Provided text
>>>
So, ketosis. The idea is to restrict your body’s access to glucose so that it must, out of necessity, switch over to burning fat for the majority of its energy needs. That means restricting carbs. Yes, but that is not the whole story, as I’ve been learning. Part of what makes this lifestyle so appealing to me is that within the framework of Paleo foods, I feel like I have few restrictions. That free-eating style has gotten me this far and helped me tremendously from a psychological perspective. As a result, I would not change a thing about how I’ve done things so far. That said, it doesn’t mean that it’s not time to shake things up a bit now. I feel like I can handle some changes now and won’t freak out in an overly restrictive or disordered way.
<<<
Dataset extract
>>>
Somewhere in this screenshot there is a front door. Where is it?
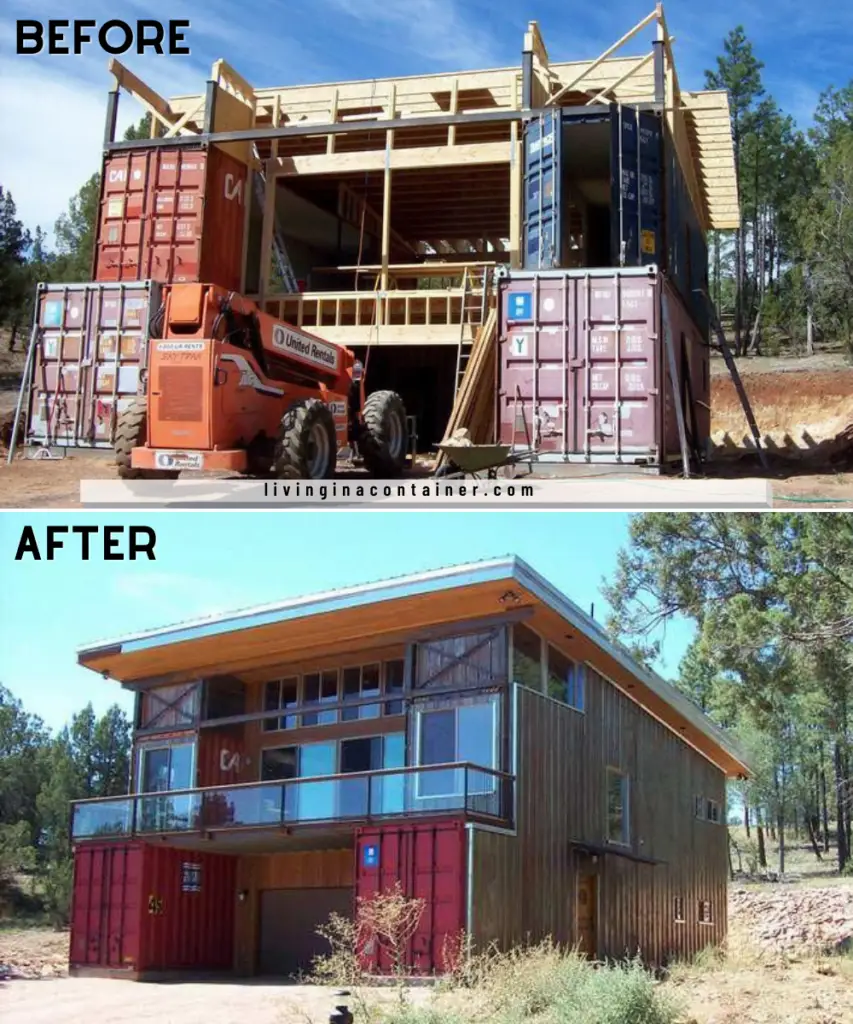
<<<
Questions
**a)** Name every nutrient or fuel source mentioned in the ketosis passage.
**b)** Please carry on the ketosis passage from its final sentence.
The lines have no connection to the ketosis passage.

Answers by item number
**a)** Glucose, fat, carbs

**b)**
The “new” piece of the puzzle I’m working to incorporate revolves around how our body uses protein and what the means for the amount I should be eating. (This info isn’t actually entirely new to me, but I’m just now processing the importance and trying to apply it). It is true that our brain needs a small amount of glucose, no matter what. Low carbers generally supply that by the small amount of carbs we DO eat (mostly veggies) and from a process called gluconeogenesis – after using the protein we eat for our body’s infrastructure, any excess can be converted into glucose, which is preferentially shuttled to the brain since it’s of vital importance and needs it the most. This is an amazing fail-safe we have to keep us going through periods of starvation (it will do this with our own muscle tissue, if necessary, to keep us a live) or simple carb scarcity. Many cultures (think Inuit) have survived thanks to this mechanism when little plant matter has been available. For my purposes, the problem crops up when we eat more protein than we need to build and repair our tissues or produce the pretty small amount of glucose needed for the brain. What happens to the rest? Our body burns it just like the sugar we purposely are NOT eating. This produces the same insulin response and cascading effects we are trying to avoid by eating low carb. Doh! And we thought we were doing sooooo good.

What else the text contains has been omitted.